TASK INPUTS
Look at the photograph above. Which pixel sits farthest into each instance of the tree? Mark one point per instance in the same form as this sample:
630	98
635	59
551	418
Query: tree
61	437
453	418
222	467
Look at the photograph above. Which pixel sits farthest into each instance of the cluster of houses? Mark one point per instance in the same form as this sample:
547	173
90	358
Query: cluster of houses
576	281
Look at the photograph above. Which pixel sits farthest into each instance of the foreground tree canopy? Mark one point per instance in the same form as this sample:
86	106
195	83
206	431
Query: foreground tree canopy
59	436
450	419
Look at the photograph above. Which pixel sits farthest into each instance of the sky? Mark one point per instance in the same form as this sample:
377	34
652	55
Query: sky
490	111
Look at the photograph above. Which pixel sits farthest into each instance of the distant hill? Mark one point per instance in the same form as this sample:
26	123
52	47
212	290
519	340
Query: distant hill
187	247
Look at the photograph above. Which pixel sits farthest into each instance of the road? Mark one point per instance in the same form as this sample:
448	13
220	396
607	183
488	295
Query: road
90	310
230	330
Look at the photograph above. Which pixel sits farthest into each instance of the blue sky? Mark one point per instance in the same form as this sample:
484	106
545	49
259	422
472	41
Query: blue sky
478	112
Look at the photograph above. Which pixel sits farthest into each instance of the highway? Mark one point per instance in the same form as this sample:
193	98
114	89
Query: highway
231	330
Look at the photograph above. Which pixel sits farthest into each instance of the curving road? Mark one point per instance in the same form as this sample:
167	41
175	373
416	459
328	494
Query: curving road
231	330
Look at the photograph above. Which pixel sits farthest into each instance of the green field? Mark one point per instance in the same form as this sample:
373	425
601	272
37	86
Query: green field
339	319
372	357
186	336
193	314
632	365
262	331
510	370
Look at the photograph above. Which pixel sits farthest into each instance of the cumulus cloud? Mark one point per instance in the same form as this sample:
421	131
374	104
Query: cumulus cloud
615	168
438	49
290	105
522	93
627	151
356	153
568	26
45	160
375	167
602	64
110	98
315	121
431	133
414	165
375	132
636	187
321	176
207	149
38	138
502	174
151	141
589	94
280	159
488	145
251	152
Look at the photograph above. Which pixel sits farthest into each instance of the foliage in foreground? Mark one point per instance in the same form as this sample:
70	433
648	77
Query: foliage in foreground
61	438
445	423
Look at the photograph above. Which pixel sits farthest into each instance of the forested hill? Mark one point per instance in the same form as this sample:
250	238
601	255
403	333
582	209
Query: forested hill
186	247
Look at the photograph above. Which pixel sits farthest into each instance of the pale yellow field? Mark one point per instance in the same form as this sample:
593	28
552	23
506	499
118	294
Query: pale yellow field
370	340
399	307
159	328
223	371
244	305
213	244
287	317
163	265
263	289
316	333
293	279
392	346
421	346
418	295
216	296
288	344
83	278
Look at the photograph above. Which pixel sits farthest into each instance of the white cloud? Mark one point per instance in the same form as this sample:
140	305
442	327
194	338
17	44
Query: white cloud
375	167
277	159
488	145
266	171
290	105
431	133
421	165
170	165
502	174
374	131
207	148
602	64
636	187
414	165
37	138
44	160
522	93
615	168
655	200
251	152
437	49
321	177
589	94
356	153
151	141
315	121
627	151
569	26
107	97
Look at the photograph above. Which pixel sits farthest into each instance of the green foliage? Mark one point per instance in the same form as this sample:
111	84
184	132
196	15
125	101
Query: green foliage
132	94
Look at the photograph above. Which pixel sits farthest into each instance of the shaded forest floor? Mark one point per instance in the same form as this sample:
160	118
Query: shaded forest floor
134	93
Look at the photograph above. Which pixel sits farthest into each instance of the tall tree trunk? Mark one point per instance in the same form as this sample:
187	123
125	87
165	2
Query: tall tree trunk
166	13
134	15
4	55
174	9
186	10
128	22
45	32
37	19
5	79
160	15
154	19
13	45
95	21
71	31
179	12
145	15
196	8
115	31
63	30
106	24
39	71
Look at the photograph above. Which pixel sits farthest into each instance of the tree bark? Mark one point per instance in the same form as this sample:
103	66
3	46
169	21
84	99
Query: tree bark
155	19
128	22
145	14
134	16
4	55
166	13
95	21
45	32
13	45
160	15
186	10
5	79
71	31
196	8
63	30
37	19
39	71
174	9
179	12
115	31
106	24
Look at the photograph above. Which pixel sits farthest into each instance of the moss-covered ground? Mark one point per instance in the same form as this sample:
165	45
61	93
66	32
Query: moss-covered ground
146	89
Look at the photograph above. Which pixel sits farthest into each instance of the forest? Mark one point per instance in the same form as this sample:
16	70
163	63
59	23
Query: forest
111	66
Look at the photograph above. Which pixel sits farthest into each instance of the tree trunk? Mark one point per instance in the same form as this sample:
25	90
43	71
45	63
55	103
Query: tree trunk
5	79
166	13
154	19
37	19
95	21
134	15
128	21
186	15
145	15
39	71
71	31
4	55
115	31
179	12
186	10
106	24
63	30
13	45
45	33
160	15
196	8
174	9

WHAT YOU NEED TO DO
Print every record above exactly as written.

OUTPUT BELOW
Look at the photograph above. Which pixel sits farthest into each instance of the tree? Mark one point per instance in the same form as this sample:
630	98
635	59
551	418
Query: tree
61	437
453	418
222	467
Look at the photograph above. Which pixel sits farthest into each instance of the cluster of houses? Mark one point per instance in the same form as this sample:
547	173
90	358
Query: cluster of houses
576	281
Look at the photograph above. Which pixel sits farthest into each instance of the foreground tree canopy? Mark one point per instance in the same form as this sample:
86	106
195	83
206	431
Query: foreground tree canopy
59	436
450	419
Look at the photograph above. Which pixel sits farthest into each instance of the sky? Mark one point per instance in the same form as this sample:
377	34
652	55
Query: sky
490	111
Look at the photograph above. Which pixel sits farthest into each instance of the distant hill? Mark one point per instance in the same form as this sample:
26	123
52	47
212	290
519	340
Query: distant hill
187	247
Look at the photograph above. Which pixel sits farthest into each instance of the road? Mark one point per instance in the same form as this sample:
448	13
220	396
607	183
488	295
Query: road
90	310
230	330
Look at the photograph above. Which pixel sits farthest into each instance of the blue sky? Mark one point per instance in the same form as this sample:
484	106
545	49
259	422
472	41
Query: blue sky
478	112
Look at the photograph above. Which pixel sits farthest into each instance of the highway? Mark one point per instance in the same form as this sample:
193	98
114	89
Query: highway
231	330
Look at the photograph above. Which pixel sits farthest into each instance of the curving road? Mark one point per instance in the same form as this sample:
167	41
175	373
416	459
328	494
Query: curving road
231	330
Look at the photograph above. Which pixel sits farthest into each instance of the green field? Mark one point per instance in the same form as this sample:
373	425
601	272
37	86
Query: green field
339	319
372	357
186	336
193	314
632	365
262	331
510	370
Look at the photograph above. Which pixel sits farthest into each instance of the cumulus cloud? Mark one point per instance in the same form as this sample:
421	131
374	104
Query: cumulus cloud
615	168
438	49
290	105
522	93
627	151
356	153
568	26
45	160
375	167
602	64
110	98
315	121
431	133
414	165
375	132
636	187
321	176
207	149
38	138
502	174
151	141
589	94
280	159
488	145
251	152
Look at the photograph above. Which pixel sits farthest into each instance of the foliage in foreground? Mark one point per instance in the same form as this sample:
70	433
648	77
Query: foliage in foreground
61	438
445	423
Look at the photograph above. Which pixel sits farthest into each instance of the forested hill? Mark one point per instance in the same form as this sample:
250	238
601	255
403	333
582	209
Query: forested hill
186	247
Look at the photograph above. Which pixel sits farthest into each instance of the pale yellow field? Mark one point per instance in the same form as this sample:
593	28
552	23
506	499
118	294
Query: pale yellow field
370	340
399	307
159	328
223	371
244	305
213	244
287	317
163	265
263	289
316	333
293	279
392	346
421	346
418	295
216	296
288	344
83	278
Look at the photograph above. Which pixel sits farthest into each instance of the white cloud? Mark one point per instance in the same form as this sample:
140	305
442	327
194	338
17	44
Query: white cloud
375	167
277	159
488	145
266	171
290	105
431	133
421	165
170	165
502	174
374	131
207	148
602	64
636	187
414	165
37	138
44	160
522	93
615	168
655	200
251	152
437	49
321	177
589	94
356	153
151	141
315	121
627	151
569	26
107	97
Look at the photograph above. Which pixel sits farthest into each instance of the green foliage? Mark one point per instance in the same form as this sample:
111	84
184	132
196	15
125	101
Query: green foliage
132	94
Look at the photograph above. Which pixel sits farthest into each instance of the shaded forest floor? Mark one point per instance in the same form as this sample:
160	118
Query: shaded forest floor
134	93
Look at the photograph above. Which pixel sits farthest into each instance of the tall tree trunk? Mark one point per instance in the same form as this sample:
187	123
125	87
165	2
Query: tall tree trunk
166	13
134	15
4	55
174	9
186	10
128	22
45	32
37	19
5	79
160	15
154	19
13	45
95	21
71	31
179	12
145	15
196	8
115	31
63	30
106	24
39	71
Look at the photograph above. Which pixel sits farthest into each instance of the tree bark? Mark one point per instance in the same form as this sample:
103	66
3	46
169	21
84	99
Query: tree bark
155	19
128	22
145	14
134	16
4	55
166	13
95	21
45	32
13	45
160	15
186	10
5	79
71	31
196	8
63	30
37	19
39	71
174	9
179	12
115	31
106	24
Look at the photograph above. Which pixel sits farthest into each instance of the moss-covered ground? Mark one point per instance in the same form as this sample:
165	45
61	93
66	32
Query: moss-covered ground
146	89
Look at the photograph above. Which pixel sits farthest into each instance of the forest? Mark one point per instance in the same form as this sample:
16	70
163	63
59	23
Query: forest
111	66
Look at the photograph above. Which pixel sits farthest into each instance of the tree trunk? Mark one point per instance in the same form as this sample:
25	90
43	71
45	63
55	103
Query: tree trunk
5	79
166	13
154	19
37	19
95	21
134	15
128	21
186	15
145	15
39	71
71	31
4	55
115	31
179	12
186	10
106	24
63	30
13	45
45	33
160	15
196	8
174	9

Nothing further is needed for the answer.